Is it spring yet? What a late start this year! Yet spring is inevitable, and the weather is warm enough to start spring tasks as the garden awakens from its slumber. Aside from weeding and cleanup, most garden tasks for April involve woody shrubs. In local gardens, the common ones are forsythia, spirea, rhododendrons and that star of the summer garden: roses.

Speaking of forsythia, this is a must-have shrub. Various cultivars brighten the garden with their cheery yellow flowers anywhere from February through April. While it does not provide much gardening interest once its flowers have faded, it serves as a vital alarm clock for gardeners. Are its flowers starting to open? Then it is time to attend to the other shrubs in your garden, especially the ones that you should have trimmed in January or February. By trimming, I mean removing some branches before the shrub leafs out so much that you won’t be able to see what needs attention. One example is wisteria – side shoots should be removed before the plant starts its summer growth spurt. Rhododendrons only need obviously dead branches cut back to the collar where they join larger ones.

Data block >>
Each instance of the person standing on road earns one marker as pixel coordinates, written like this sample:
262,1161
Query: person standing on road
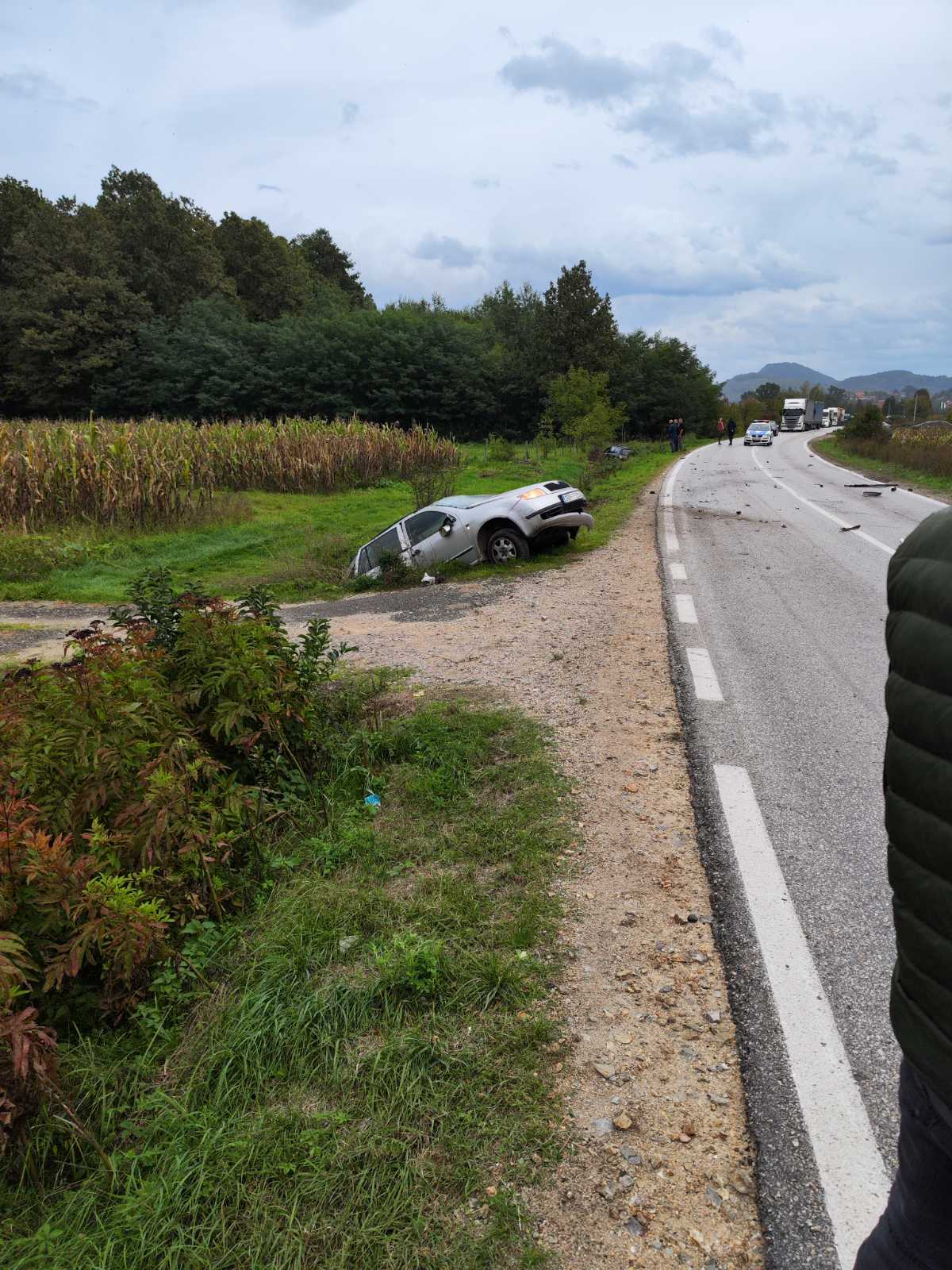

Problem A >> Reproduce the part of the gardening passage starting with "Is it spring" and going on through "summer garden: roses.".
Problem B >> Render this sentence from the gardening passage in Spanish: "Rhododendrons only need obviously dead branches cut back to the collar where they join larger ones."

Expected answer A >>
Is it spring yet? What a late start this year! Yet spring is inevitable, and the weather is warm enough to start spring tasks as the garden awakens from its slumber. Aside from weeding and cleanup, most garden tasks for April involve woody shrubs. In local gardens, the common ones are forsythia, spirea, rhododendrons and that star of the summer garden: roses.

Expected answer B >> Los rododendros solo necesitan que se corten las ramas claramente muertas hasta el collar donde se unen a otras más grandes.